REQUEST: Pick out every line below that contains the word "navy", and copy each one.

Point labeling examples:
• • • • •
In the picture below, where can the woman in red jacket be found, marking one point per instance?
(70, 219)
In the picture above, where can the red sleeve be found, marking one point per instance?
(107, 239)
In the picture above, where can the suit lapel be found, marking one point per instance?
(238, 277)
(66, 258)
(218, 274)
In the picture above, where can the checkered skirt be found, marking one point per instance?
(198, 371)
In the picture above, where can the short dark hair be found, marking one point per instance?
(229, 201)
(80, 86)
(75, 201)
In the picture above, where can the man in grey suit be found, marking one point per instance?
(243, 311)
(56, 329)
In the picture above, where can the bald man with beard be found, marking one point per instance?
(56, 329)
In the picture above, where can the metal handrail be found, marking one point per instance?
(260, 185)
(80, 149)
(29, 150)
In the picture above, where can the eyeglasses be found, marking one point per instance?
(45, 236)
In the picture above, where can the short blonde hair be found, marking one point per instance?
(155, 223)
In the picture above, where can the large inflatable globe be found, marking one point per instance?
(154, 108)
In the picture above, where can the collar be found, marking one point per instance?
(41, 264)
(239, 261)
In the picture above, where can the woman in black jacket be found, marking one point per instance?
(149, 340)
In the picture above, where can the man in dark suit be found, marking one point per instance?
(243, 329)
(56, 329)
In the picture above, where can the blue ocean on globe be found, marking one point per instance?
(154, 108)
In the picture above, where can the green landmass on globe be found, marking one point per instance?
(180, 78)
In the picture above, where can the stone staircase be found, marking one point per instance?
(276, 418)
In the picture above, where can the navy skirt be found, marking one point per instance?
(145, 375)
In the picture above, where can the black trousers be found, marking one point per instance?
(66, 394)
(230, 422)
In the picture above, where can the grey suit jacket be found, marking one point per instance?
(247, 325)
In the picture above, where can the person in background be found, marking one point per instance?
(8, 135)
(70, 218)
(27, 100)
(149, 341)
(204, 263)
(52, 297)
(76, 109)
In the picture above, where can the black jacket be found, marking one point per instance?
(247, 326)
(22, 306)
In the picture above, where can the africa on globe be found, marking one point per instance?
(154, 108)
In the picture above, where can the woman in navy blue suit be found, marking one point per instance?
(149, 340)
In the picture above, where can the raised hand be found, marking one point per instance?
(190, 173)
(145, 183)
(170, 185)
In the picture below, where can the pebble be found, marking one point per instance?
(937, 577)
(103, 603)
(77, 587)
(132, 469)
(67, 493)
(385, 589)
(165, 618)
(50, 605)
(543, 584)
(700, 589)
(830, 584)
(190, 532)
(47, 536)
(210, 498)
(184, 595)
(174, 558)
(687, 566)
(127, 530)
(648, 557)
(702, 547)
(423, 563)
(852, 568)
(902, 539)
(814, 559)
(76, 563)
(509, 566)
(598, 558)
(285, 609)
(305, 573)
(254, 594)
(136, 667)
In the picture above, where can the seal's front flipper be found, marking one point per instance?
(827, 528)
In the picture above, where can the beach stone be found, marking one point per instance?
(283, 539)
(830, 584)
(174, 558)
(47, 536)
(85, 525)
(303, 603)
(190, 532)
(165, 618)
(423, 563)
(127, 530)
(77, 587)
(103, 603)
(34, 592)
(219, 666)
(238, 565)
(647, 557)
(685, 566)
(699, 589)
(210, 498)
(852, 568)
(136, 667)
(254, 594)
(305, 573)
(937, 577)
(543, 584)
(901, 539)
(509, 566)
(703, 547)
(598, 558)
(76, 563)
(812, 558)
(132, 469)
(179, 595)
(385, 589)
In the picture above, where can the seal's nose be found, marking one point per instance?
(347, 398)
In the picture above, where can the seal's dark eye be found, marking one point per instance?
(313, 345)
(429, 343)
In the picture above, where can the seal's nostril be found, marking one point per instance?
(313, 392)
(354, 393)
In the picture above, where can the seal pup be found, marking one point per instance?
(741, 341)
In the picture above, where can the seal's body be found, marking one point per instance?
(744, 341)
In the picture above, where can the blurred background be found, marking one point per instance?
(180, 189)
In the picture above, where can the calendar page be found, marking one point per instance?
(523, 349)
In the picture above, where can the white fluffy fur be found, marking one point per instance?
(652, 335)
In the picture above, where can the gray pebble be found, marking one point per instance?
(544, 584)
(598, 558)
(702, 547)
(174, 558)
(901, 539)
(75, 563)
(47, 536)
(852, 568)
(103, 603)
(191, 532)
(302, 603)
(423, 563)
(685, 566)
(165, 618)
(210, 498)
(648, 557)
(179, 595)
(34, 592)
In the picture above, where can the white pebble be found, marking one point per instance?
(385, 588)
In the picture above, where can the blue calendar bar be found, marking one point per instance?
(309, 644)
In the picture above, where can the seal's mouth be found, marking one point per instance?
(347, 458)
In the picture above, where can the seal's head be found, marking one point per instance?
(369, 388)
• • • • •
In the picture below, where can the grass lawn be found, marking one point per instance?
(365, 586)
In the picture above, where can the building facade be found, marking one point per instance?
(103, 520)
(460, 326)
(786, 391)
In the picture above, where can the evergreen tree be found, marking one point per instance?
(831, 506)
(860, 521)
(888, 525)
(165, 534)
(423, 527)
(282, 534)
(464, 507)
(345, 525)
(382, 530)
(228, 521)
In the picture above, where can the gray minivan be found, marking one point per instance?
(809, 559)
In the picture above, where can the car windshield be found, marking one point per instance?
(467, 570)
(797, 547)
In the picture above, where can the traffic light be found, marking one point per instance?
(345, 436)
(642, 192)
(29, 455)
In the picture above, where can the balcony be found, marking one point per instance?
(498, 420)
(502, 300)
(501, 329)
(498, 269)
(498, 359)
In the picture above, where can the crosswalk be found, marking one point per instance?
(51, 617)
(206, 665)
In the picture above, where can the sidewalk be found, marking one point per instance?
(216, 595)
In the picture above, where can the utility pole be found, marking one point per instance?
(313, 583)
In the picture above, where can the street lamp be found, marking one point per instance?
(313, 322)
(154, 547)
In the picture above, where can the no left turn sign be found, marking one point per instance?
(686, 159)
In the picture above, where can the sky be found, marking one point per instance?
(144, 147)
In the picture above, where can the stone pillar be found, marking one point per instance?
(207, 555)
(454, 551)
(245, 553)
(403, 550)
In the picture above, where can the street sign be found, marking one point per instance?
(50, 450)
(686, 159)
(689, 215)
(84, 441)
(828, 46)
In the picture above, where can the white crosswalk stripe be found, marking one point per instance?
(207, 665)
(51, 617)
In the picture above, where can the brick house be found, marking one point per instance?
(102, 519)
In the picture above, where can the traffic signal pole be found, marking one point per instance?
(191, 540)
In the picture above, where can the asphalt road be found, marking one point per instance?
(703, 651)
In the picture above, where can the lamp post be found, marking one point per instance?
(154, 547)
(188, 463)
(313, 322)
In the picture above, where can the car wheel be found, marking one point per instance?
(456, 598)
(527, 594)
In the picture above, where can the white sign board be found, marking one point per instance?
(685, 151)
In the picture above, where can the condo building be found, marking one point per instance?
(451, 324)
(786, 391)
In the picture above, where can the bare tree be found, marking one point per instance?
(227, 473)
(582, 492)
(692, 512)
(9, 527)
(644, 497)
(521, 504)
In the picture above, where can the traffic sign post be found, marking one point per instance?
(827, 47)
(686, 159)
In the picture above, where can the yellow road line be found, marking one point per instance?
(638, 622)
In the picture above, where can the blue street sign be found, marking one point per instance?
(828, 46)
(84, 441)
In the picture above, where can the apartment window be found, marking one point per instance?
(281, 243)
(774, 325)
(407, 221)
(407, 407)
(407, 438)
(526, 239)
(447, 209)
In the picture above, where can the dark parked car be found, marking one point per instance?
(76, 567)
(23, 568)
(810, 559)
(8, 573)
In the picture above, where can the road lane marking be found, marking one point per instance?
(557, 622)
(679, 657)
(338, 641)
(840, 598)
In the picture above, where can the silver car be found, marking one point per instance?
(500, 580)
• • • • •
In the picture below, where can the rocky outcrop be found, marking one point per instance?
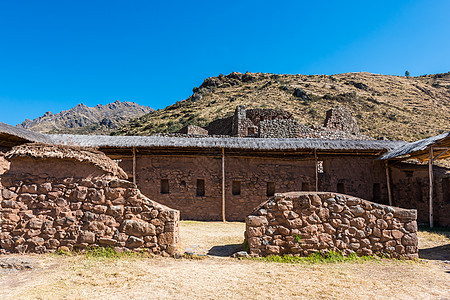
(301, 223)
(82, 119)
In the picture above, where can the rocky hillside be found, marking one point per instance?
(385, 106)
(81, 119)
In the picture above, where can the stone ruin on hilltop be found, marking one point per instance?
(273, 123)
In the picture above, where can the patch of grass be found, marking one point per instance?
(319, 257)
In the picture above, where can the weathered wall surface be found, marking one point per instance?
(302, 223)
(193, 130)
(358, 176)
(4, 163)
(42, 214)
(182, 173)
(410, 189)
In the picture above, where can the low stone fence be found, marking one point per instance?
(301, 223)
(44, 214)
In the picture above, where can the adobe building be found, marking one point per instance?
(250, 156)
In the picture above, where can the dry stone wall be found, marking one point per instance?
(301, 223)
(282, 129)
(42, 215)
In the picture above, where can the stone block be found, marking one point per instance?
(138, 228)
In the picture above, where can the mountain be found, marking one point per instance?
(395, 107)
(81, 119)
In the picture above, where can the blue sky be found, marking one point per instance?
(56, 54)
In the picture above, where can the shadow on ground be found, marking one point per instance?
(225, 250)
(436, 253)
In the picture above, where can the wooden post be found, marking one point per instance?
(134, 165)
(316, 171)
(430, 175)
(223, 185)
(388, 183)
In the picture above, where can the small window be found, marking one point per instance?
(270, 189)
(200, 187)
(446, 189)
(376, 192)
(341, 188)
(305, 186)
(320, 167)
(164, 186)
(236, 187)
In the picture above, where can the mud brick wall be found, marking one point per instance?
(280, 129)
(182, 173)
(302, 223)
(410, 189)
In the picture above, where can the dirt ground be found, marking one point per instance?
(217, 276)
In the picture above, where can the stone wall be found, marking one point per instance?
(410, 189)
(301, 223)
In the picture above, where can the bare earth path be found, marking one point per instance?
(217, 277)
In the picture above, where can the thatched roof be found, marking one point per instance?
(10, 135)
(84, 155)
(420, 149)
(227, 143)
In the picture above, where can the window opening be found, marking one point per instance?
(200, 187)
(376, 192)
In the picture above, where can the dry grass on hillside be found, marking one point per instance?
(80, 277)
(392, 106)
• • • • •
SOLUTION FOR THIS EXERCISE:
In the picture above, where can the navy skirt be found, marking one point per instance?
In the picture above, where can the woman in navy blue suit be found, marking one point per instance?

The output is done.